What the exercise asks
Search the entries for lines that contain the word "branch", and report each one found.

::::::::::

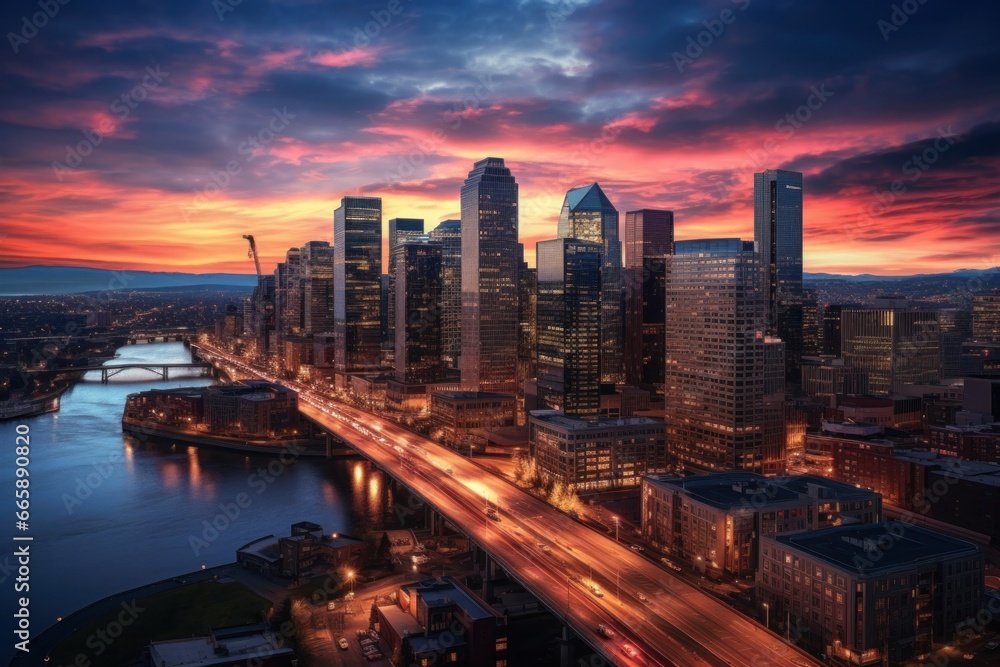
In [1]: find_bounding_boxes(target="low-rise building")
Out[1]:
[376,577,507,667]
[430,391,516,448]
[758,523,983,665]
[641,473,881,577]
[530,409,666,491]
[148,623,296,667]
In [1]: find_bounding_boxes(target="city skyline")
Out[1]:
[1,2,998,275]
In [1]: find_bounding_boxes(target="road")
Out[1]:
[198,344,823,667]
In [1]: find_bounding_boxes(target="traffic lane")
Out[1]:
[303,401,811,667]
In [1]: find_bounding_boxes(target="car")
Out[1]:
[590,585,604,598]
[486,507,501,521]
[987,641,1000,651]
[597,623,616,639]
[445,468,453,476]
[630,544,644,553]
[621,644,639,659]
[660,558,681,572]
[637,592,650,603]
[327,600,337,611]
[964,654,975,660]
[536,543,551,552]
[337,637,349,650]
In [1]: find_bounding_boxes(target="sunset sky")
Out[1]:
[1,0,997,275]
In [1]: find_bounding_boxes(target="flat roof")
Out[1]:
[775,474,879,501]
[404,577,496,621]
[432,391,514,401]
[644,472,802,510]
[771,523,980,575]
[529,409,663,431]
[236,535,281,562]
[149,631,292,667]
[379,604,423,637]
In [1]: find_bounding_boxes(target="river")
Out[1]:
[0,342,387,663]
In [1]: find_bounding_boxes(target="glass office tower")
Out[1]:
[623,208,674,391]
[460,158,519,394]
[333,196,383,373]
[754,169,803,384]
[429,219,462,368]
[558,183,623,384]
[536,238,603,420]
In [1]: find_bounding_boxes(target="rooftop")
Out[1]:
[432,391,514,401]
[148,626,292,667]
[644,472,802,510]
[403,577,498,621]
[528,409,664,430]
[771,523,980,575]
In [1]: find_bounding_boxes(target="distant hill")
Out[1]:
[805,267,1000,306]
[0,266,258,296]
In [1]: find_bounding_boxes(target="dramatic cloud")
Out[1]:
[0,0,997,274]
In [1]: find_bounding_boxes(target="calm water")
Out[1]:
[0,342,386,662]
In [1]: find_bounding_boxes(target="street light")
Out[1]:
[347,570,355,595]
[612,515,620,543]
[763,602,770,629]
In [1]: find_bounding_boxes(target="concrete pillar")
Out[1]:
[558,626,574,667]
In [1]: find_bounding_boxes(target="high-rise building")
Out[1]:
[972,290,1000,342]
[460,158,519,394]
[623,209,674,391]
[536,238,603,420]
[393,237,444,385]
[665,239,785,475]
[822,304,844,356]
[300,241,336,335]
[429,219,462,368]
[386,218,425,350]
[754,169,803,383]
[517,244,537,393]
[558,183,624,384]
[274,246,302,347]
[333,196,383,374]
[841,308,941,395]
[801,288,821,356]
[939,307,971,378]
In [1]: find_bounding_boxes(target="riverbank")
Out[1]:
[121,417,354,458]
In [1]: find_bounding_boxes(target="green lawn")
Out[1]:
[47,580,274,666]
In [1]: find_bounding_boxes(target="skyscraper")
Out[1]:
[822,304,844,356]
[394,237,444,385]
[460,158,519,394]
[665,239,785,475]
[333,196,383,374]
[754,169,803,383]
[536,238,603,420]
[300,240,336,335]
[558,183,624,384]
[387,218,425,351]
[428,219,462,368]
[517,243,537,394]
[623,208,674,390]
[973,290,1000,342]
[801,288,821,356]
[274,246,302,347]
[841,307,941,394]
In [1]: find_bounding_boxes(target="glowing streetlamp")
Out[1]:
[347,570,355,595]
[763,602,770,629]
[612,515,620,542]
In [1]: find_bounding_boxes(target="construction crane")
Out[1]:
[242,234,274,349]
[243,234,262,281]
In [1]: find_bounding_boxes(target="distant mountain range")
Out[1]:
[803,268,1000,282]
[0,266,257,296]
[0,265,996,298]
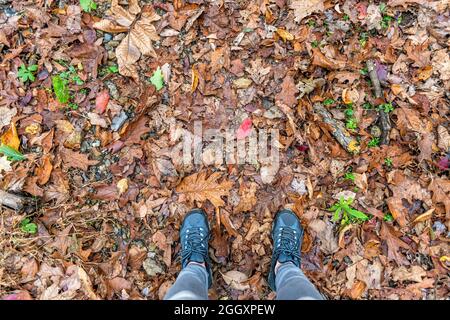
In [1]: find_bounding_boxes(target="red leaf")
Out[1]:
[236,118,252,140]
[95,90,109,114]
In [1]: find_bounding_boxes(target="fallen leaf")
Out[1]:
[36,154,53,185]
[276,75,298,108]
[0,107,17,130]
[60,147,99,171]
[221,270,250,291]
[290,0,325,23]
[176,171,233,208]
[1,122,20,151]
[236,118,253,140]
[276,28,294,41]
[95,90,109,114]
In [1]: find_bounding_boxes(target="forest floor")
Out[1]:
[0,0,449,300]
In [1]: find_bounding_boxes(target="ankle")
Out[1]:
[188,261,206,268]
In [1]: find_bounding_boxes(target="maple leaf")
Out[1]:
[176,171,233,208]
[290,0,324,23]
[93,0,160,80]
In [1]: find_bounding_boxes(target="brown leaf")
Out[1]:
[386,197,409,227]
[60,147,98,171]
[311,48,346,70]
[235,181,258,212]
[428,178,450,214]
[176,171,233,208]
[275,75,298,108]
[221,270,250,291]
[380,222,410,265]
[290,0,324,23]
[36,155,53,185]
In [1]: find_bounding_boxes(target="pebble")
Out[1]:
[103,33,113,42]
[105,81,119,100]
[111,111,128,132]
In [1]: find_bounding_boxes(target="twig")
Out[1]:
[0,190,28,211]
[366,60,382,99]
[366,60,391,145]
[313,103,360,154]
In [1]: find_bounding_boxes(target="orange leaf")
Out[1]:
[276,28,294,42]
[191,67,199,93]
[36,155,53,185]
[1,122,20,151]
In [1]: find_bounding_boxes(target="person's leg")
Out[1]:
[164,262,209,300]
[163,208,212,300]
[275,262,323,300]
[268,209,324,300]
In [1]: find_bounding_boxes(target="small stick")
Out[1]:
[366,59,391,145]
[313,103,360,154]
[0,190,27,211]
[366,60,382,99]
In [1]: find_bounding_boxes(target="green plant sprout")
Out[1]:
[18,64,38,83]
[80,0,97,12]
[383,212,394,222]
[20,218,37,234]
[323,98,335,106]
[384,157,393,167]
[59,65,84,85]
[368,137,380,148]
[311,40,319,48]
[359,32,368,47]
[344,172,355,182]
[378,102,394,113]
[346,118,358,130]
[329,197,369,226]
[0,144,25,161]
[362,102,373,109]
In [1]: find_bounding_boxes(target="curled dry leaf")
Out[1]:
[221,270,250,291]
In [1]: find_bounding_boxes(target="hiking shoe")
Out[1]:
[268,209,304,291]
[180,208,213,288]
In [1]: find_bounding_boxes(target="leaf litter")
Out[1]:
[0,0,448,301]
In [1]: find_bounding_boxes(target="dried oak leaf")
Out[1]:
[93,0,160,80]
[275,75,298,108]
[290,0,325,23]
[176,171,233,208]
[428,178,450,214]
[60,147,99,171]
[380,222,410,265]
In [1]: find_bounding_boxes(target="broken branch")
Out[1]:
[366,59,391,145]
[313,103,360,154]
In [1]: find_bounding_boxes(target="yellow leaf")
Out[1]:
[191,68,199,93]
[117,178,129,195]
[412,208,434,224]
[1,122,20,151]
[348,139,360,154]
[176,171,233,208]
[25,123,41,135]
[276,28,294,42]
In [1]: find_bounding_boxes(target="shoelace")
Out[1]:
[275,227,301,260]
[181,227,208,263]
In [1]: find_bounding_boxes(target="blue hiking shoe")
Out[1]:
[268,209,304,291]
[180,208,212,288]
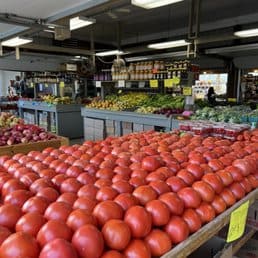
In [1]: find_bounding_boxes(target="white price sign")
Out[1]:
[96,81,102,88]
[118,80,125,88]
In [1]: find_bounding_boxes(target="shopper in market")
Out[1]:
[207,87,216,106]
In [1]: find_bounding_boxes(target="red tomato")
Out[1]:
[145,229,172,257]
[56,192,77,206]
[55,162,70,174]
[141,156,162,172]
[166,176,188,194]
[146,200,170,226]
[177,170,195,186]
[72,224,104,258]
[38,169,57,180]
[192,181,215,203]
[95,178,112,188]
[208,159,224,171]
[22,196,49,214]
[188,153,206,165]
[229,182,246,200]
[177,187,202,209]
[159,192,184,215]
[211,195,227,214]
[101,250,124,258]
[93,200,124,226]
[0,232,39,258]
[0,226,11,245]
[102,219,131,251]
[44,201,72,222]
[112,180,134,194]
[77,184,98,200]
[149,180,170,195]
[124,206,152,238]
[196,203,216,223]
[114,193,139,211]
[145,171,166,182]
[16,212,46,237]
[216,170,234,187]
[96,186,119,201]
[20,173,40,187]
[132,185,158,205]
[124,239,151,258]
[247,174,258,189]
[114,166,132,177]
[77,173,96,185]
[165,216,189,244]
[240,178,252,193]
[67,209,97,231]
[39,239,78,258]
[2,179,26,197]
[0,204,22,230]
[220,189,236,207]
[186,164,204,180]
[129,177,146,188]
[225,166,243,182]
[4,189,32,208]
[60,178,82,194]
[96,168,114,180]
[232,159,253,176]
[37,220,72,247]
[30,178,54,194]
[36,187,59,203]
[131,169,148,179]
[202,173,224,194]
[66,166,83,178]
[51,174,67,188]
[182,209,202,233]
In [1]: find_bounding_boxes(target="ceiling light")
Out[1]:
[131,0,184,9]
[44,29,55,33]
[234,28,258,38]
[74,55,81,59]
[148,39,190,49]
[96,50,124,57]
[70,16,96,31]
[1,36,33,47]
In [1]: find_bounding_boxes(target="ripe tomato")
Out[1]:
[129,177,146,188]
[148,180,170,195]
[141,156,162,171]
[96,186,119,201]
[166,176,187,192]
[196,203,216,223]
[225,166,243,182]
[101,250,124,258]
[56,192,77,206]
[114,193,139,211]
[132,185,157,205]
[36,187,59,203]
[77,184,98,199]
[145,229,172,257]
[51,174,67,188]
[16,212,46,237]
[77,173,96,185]
[124,206,152,238]
[2,179,26,197]
[39,239,78,258]
[44,201,72,222]
[96,168,114,180]
[208,159,224,171]
[22,196,49,214]
[4,189,32,208]
[192,181,215,203]
[0,232,39,258]
[177,187,202,209]
[182,209,202,233]
[93,200,124,226]
[202,173,224,194]
[211,195,227,214]
[229,182,246,200]
[20,173,39,187]
[216,170,234,187]
[131,169,148,179]
[240,178,252,193]
[37,220,72,247]
[72,224,104,258]
[165,216,189,244]
[177,170,195,186]
[0,226,11,245]
[66,166,83,178]
[67,209,97,231]
[60,178,82,194]
[186,164,204,180]
[159,192,184,215]
[247,174,258,189]
[102,219,131,251]
[95,178,112,188]
[124,239,151,258]
[146,200,170,226]
[232,159,253,176]
[112,180,134,194]
[220,189,236,207]
[30,178,54,194]
[0,204,22,230]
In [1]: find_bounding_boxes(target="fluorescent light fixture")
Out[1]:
[148,39,190,49]
[1,36,33,47]
[234,28,258,38]
[44,29,55,33]
[132,0,184,9]
[96,50,124,57]
[70,16,96,31]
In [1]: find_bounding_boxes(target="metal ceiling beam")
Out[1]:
[205,43,258,54]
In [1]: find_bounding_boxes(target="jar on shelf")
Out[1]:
[143,71,148,80]
[148,70,153,80]
[139,71,144,80]
[160,61,165,70]
[154,61,160,70]
[125,72,129,81]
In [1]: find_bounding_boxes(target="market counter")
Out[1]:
[18,100,83,138]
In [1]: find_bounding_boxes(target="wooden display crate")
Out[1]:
[0,136,69,156]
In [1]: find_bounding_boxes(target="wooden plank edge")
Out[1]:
[161,189,258,258]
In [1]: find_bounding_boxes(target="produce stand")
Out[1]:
[162,188,258,258]
[18,100,83,138]
[81,107,172,140]
[0,136,69,156]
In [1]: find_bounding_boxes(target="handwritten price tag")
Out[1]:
[183,87,192,96]
[172,77,180,85]
[118,80,125,88]
[60,81,65,88]
[228,98,237,102]
[164,79,173,88]
[227,201,249,242]
[150,80,158,88]
[96,81,101,88]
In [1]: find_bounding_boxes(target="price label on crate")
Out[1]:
[228,98,237,102]
[183,87,192,96]
[60,81,65,88]
[164,79,173,88]
[226,201,249,243]
[118,80,125,88]
[150,80,158,88]
[172,77,180,85]
[96,81,102,88]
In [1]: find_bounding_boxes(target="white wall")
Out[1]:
[0,70,21,96]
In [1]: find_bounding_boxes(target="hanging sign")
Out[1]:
[150,80,158,88]
[96,81,102,88]
[164,79,173,88]
[60,81,65,88]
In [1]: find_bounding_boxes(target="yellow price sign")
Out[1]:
[164,79,173,88]
[60,81,65,88]
[45,83,48,88]
[228,98,237,102]
[172,77,180,85]
[227,201,249,243]
[30,82,34,88]
[150,80,158,88]
[183,87,192,96]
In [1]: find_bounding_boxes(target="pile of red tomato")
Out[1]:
[0,129,257,258]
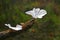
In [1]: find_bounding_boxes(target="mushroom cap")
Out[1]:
[5,24,22,31]
[25,8,47,18]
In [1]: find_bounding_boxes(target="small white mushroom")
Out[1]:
[25,8,47,18]
[5,24,22,31]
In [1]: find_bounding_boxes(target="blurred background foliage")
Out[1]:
[0,0,60,40]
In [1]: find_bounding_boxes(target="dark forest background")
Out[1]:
[0,0,60,40]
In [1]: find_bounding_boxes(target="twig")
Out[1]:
[0,18,35,38]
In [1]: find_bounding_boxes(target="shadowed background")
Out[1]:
[0,0,60,40]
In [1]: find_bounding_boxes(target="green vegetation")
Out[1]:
[0,0,60,40]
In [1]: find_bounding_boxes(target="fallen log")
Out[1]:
[0,18,35,38]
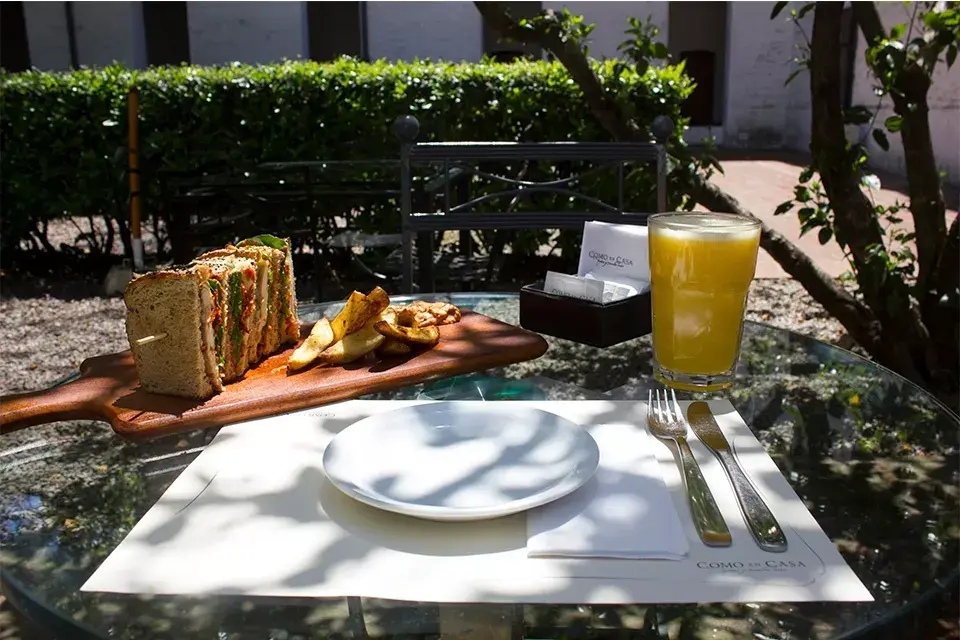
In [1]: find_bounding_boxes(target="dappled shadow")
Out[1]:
[1,301,958,639]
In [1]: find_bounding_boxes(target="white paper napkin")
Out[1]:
[526,422,689,559]
[577,220,651,290]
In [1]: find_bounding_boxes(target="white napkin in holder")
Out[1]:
[577,220,651,296]
[518,219,653,347]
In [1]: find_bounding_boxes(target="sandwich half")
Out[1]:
[192,254,258,381]
[124,267,222,399]
[123,233,299,399]
[237,234,300,347]
[197,245,271,364]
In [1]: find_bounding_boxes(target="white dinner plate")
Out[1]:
[321,402,600,521]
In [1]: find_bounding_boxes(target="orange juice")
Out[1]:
[648,213,760,389]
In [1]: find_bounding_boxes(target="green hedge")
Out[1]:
[0,58,692,257]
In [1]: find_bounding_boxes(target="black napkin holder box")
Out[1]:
[519,281,652,348]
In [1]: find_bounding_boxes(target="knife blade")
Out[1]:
[687,402,788,553]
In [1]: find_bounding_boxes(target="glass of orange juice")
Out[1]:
[648,212,761,391]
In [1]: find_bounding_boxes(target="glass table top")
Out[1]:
[1,293,957,640]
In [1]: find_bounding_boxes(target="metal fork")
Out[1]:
[647,388,732,547]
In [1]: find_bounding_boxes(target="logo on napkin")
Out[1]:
[577,221,650,291]
[585,250,634,270]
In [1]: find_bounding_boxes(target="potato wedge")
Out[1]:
[314,310,393,367]
[376,338,413,357]
[287,317,336,371]
[373,319,440,346]
[330,290,389,341]
[366,286,390,311]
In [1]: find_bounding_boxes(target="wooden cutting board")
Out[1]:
[0,311,548,441]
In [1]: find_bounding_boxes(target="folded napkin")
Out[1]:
[527,422,689,560]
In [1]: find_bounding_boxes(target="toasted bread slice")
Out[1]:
[279,238,300,345]
[124,267,221,399]
[193,261,233,380]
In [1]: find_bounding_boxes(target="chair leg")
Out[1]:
[402,231,414,294]
[346,596,369,638]
[416,231,434,294]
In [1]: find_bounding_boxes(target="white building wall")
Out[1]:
[543,1,669,61]
[187,2,308,66]
[366,1,482,62]
[723,2,811,150]
[850,3,960,186]
[71,1,147,69]
[22,2,72,70]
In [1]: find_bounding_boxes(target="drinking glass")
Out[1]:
[648,212,761,391]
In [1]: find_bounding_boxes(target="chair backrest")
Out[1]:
[394,114,674,292]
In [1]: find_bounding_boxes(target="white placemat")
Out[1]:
[81,400,873,604]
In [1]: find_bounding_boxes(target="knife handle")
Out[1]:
[676,437,731,547]
[714,448,788,553]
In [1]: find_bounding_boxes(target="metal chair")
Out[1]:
[395,114,675,294]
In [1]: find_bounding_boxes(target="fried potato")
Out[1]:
[330,289,390,341]
[396,301,462,327]
[287,317,335,371]
[366,286,390,311]
[373,319,440,346]
[314,309,394,367]
[376,338,413,357]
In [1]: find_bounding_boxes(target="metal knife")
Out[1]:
[687,402,788,553]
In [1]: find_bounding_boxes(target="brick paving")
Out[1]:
[708,150,959,278]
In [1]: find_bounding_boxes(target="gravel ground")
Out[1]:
[0,278,846,396]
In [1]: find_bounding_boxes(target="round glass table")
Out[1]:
[1,293,957,640]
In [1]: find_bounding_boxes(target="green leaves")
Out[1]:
[774,201,794,216]
[872,128,890,151]
[818,227,833,245]
[770,2,789,20]
[0,57,692,255]
[239,234,288,251]
[618,15,672,73]
[884,115,903,132]
[843,105,874,125]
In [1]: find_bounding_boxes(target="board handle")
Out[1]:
[0,377,105,434]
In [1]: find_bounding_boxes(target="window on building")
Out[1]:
[482,1,542,61]
[307,1,367,61]
[668,1,728,127]
[1,1,31,72]
[143,1,191,66]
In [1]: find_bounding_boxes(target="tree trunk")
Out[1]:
[851,1,956,393]
[852,3,948,300]
[809,2,947,392]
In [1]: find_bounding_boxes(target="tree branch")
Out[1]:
[851,1,885,42]
[472,0,880,349]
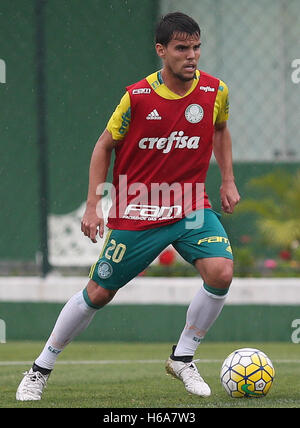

::::::::::

Task result
In [1]: find_bounding_boxes(target="broken branch")
In [1]: find_bounding_boxes(target="tree branch")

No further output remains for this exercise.